*Exercise passage*
Project Number: WVA00293
CRIS Number: 0086478
Multi-State Project: NE-140
BIOLOGICAL IMPROVEMENT OF CHESTNUT AND MANAGEMENT OF THE CHESTNUT PATHOGENS AND PESTS
Investigators: MacDonald, W. L.
Performing Department: Plant & Soil Sciences -- 1825
Start Date: 10/01/1998
Termination Date: 09/30/2003
Reporting period: 01/01/2001 to 12/31/2001
Progress Report:
Two hypoviruses, introduced over a six-year period from 1992-97, are being evaluated for their ability to regulate chestnut blight in a 5,000 tree American chestnut stand in West Salem, WI. In 2001, the stand was subdivided into 12 plots representing various stages of disease development because of the increasing magnitude of the task to sample and culture isolates from cankers. Approximately 25% of the stems in the 12 plots are infected with 1,100 cankers. A European hypovirus CHV-1 [Euro 7] is the most commonly identified hypovirus and it has been associated with over 80% of the cankers that were treated with hypovirus between 1992-1997. Nontreated cankers on trees with treated cankers readily acquire hypovirus but cankers on previously uninfected trees that became infected since 1998 do not acquire hypovirus as rapidly. Subjective canker ratings indicate improvement in canker morphology in successive years. Additional vegetative compatibility types were discovered in 2001 but at very low frequencies. In another second field test, the periodic removal of competing vegetation on the survival of American chestnut is being evaluated with and without the introduction of hypoviruses. Over a 12-year period, the rate of tree mortality of the original sprouts has been similar among all treatments until 1996 when tree mortality in cleared plots slowed. In plots where a clearing regime was not maintained, little or no sprouting occurred and all stems now are dead. The number of cankers from which hypovirulent bark samples have been recovered always was greater from trees that received hypovirus inoculation. Further, hypovirus recovery increased with subsequent year samplings of the same cankers. A third field test has evaluated the influence of canker age and time of hypovirus introduction on the replication of hypoviruses in chestnut blight cankers. To accomplish this, sets of artificially established cankers were challenged over a one-year period in July, September, November, April, and July by introducing hypovirulent inoculum into the canker margin. A highly debilitating and a moderately debilitating hypovirus were compared. The highly debilitating hypovirus reduced canker growth regardless of the challenge date, with cankers treated in April showing the greatest reduction. The greatest recovery of hypoviruses also occurred in cankers treated in April regardless of the hypovirus employed.

*Data below*
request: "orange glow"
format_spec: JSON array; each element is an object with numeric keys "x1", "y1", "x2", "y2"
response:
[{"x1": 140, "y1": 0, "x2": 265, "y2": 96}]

*Task requirements*
(1) Answer these from the chestnut blight report, one line each:
(a) How many trees make up the American chestnut stand in West Salem, WI?
(b) In what year did tree mortality in the cleared plots slow?
(c) Cankers treated in which month showed the greatest reduction in growth from the highly debilitating hypovirus?
(2) Return the part of the chestnut blight report that begins at the words "Project Number: WVA00293" and stops after the words "MacDonald, W. L.".
(3) Carry the chestnut blight report further, picking up after its final sentence.
The lines have no connection to the chestnut blight report.

*Responses*
(1)
(a) 5,000
(b) 1996
(c) April

(2)
Project Number: WVA00293
CRIS Number: 0086478
Multi-State Project: NE-140
BIOLOGICAL IMPROVEMENT OF CHESTNUT AND MANAGEMENT OF THE CHESTNUT PATHOGENS AND PESTS
Investigators: MacDonald, W. L.

(3)
Publications: (No publications.)
Impact:
The natural biological control of the chestnut blight fungus is known in several locations in North America and Europe. Our field and laboratory tests are to understand the mechanisms by which these hypoviruses become established and spread with the ultimate goal of employing them as biological control agents in eastern North America.